**Document extract:**
They want to establish an Islamic caliphate, or state, stretching across the region.
ISIS has begun imposing Sharia law in Syrian towns it controls, like Raqqa, forcing women to wear the full veil, or niqab, in public and banning music.
Have they made such incursions before?
Yes. In past months, they've wrested control of Iraqi cities like Falluja and parts of Ramadi from authorities, just as they've done with Syrian towns over the border.
Militants believed to be from ISIS have also taken control of two villages in Iraq's Kirkuk province and seized parts of the oil town of Baiji in Salaheddin province, authorities said.
Have they been able to keep their control?
Not really. Despite the territorial advances it has made in Sunni-dominated Anbar and Nineveh provinces, ISIS still has "significant weaknesses," a U.S. counterterrorism official says.
"It has shown little ability to govern effectively, is generally unpopular, and has no sway outside the Sunni community in either Iraq or Syria."

**Exercise instructions:**
1. Copy the stretch of the ISIS passage from "Have they made" through "keep their control?".
2. In the ISIS passage, condense the paragraph that begins "Militants believed to be from ISIS" into one shorter sentence that keeps its main facts.
3. Go on with the ISIS passage, starting after its final sentence.
None of the rows below are needed for the work here.

**Given data:**
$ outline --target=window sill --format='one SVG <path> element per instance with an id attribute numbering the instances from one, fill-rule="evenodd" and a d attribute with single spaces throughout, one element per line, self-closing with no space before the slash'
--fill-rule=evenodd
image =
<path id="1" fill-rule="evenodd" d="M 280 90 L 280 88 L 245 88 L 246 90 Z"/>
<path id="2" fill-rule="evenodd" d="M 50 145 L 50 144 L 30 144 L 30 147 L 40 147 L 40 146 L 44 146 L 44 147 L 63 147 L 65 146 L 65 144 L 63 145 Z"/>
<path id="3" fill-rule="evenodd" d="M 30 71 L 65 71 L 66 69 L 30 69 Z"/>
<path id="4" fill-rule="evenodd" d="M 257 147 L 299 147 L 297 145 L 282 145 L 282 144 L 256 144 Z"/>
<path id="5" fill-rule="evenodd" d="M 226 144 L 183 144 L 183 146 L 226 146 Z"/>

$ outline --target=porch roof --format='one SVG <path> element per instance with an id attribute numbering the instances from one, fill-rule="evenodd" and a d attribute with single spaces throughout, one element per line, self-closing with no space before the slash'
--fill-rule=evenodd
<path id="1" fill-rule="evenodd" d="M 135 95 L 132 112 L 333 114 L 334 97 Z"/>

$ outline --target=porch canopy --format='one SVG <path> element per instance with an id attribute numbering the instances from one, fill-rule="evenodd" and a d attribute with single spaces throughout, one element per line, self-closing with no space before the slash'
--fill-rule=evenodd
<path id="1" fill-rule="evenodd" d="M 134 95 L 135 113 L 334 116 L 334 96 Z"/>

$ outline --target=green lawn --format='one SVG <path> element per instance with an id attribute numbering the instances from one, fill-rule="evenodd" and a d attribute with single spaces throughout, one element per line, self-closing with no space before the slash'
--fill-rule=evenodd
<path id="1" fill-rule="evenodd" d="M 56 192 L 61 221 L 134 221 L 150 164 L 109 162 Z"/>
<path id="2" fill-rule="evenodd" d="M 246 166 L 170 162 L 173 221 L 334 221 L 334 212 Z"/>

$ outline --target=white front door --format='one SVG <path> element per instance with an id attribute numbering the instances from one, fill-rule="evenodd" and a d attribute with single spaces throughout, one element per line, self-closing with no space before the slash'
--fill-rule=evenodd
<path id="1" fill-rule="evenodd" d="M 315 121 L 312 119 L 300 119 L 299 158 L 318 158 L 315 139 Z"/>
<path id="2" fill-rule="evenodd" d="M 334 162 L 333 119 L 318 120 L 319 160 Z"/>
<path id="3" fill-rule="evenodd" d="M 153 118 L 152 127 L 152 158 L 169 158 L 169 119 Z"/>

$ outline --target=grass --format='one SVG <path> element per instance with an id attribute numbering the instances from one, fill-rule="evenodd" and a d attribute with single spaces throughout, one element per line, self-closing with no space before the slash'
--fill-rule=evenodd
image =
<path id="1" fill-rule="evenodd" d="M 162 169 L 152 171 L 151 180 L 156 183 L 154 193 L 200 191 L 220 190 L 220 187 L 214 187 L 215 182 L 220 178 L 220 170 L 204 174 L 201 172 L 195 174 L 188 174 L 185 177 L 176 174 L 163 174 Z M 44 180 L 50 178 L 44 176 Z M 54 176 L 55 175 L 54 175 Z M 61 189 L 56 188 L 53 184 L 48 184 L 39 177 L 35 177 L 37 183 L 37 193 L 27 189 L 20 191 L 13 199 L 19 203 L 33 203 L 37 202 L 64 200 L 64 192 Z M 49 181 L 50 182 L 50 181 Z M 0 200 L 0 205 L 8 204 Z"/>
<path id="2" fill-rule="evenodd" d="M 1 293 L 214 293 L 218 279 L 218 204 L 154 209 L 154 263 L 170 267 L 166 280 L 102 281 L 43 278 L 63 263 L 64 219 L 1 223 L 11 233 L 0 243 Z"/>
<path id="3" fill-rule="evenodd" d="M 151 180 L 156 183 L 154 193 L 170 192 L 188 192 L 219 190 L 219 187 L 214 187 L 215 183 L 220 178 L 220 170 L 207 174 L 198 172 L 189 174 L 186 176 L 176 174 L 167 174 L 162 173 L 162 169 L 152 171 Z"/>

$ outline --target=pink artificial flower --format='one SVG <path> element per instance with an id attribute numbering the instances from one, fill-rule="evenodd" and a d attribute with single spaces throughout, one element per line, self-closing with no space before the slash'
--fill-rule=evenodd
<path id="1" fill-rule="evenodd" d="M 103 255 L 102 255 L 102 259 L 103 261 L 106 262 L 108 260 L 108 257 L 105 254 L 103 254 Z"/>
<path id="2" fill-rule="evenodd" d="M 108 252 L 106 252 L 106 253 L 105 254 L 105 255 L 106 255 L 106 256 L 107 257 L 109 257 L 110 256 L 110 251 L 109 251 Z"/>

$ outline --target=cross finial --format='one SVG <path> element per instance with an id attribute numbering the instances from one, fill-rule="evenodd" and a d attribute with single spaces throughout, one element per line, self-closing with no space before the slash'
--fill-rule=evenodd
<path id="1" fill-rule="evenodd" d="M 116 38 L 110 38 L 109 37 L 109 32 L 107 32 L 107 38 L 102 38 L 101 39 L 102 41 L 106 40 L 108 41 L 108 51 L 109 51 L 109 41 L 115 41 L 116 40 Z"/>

**Answers for the tasks:**
1.
Have they made such incursions before?
Yes. In past months, they've wrested control of Iraqi cities like Falluja and parts of Ramadi from authorities, just as they've done with Syrian towns over the border.
Militants believed to be from ISIS have also taken control of two villages in Iraq's Kirkuk province and seized parts of the oil town of Baiji in Salaheddin province, authorities said.
Have they been able to keep their control?

2. Authorities said suspected ISIS militants took two villages in Iraq's Kirkuk province and parts of Baiji, an oil town in Salaheddin province.

3.
How is all this tied to Syria?
ISIS grew out of al Qaeda in Iraq. In the west of Iraq, its militants were responsible for killing and maiming many U.S. troops. In 2006, their commander -- the bloodthirsty Abu Musab al-Zarqawi -- was killed in a U.S. strike.
In the years afterward, with American help, Iraqi tribal militias put the al Qaeda upstart on the defensive.
But when U.S. troops left, the extremist militants found new leadership, went to Syria, grew stronger and returned to Iraq, making military gains often off the backs of the foreign fighters drawn to Syria's conflict.
Now the group has footholds in both countries and is blamed for destabilizing both.
In Syria, where its forces have clashed with other Islamist groups, observers say the internecine fighting has played into the hands of Bashar al-Assad's regime by distracting rival factions from their campaign against the Syrian military.
What's the situation in Mosul right now?
More than 500,000 civilians have fled since the fighting started over the weekend, according to the International Organization for Migration.
The northern city's four main hospitals are inaccessible because of fighting, and some mosques have been converted to clinics, the IOM said.
There's a lack of drinking water in the western part of the city since the main water station for the area has been destroyed by bombing. Food is running low and few areas are receiving electricity, while fuel for generators is also running out.
What does this mean for Iraq?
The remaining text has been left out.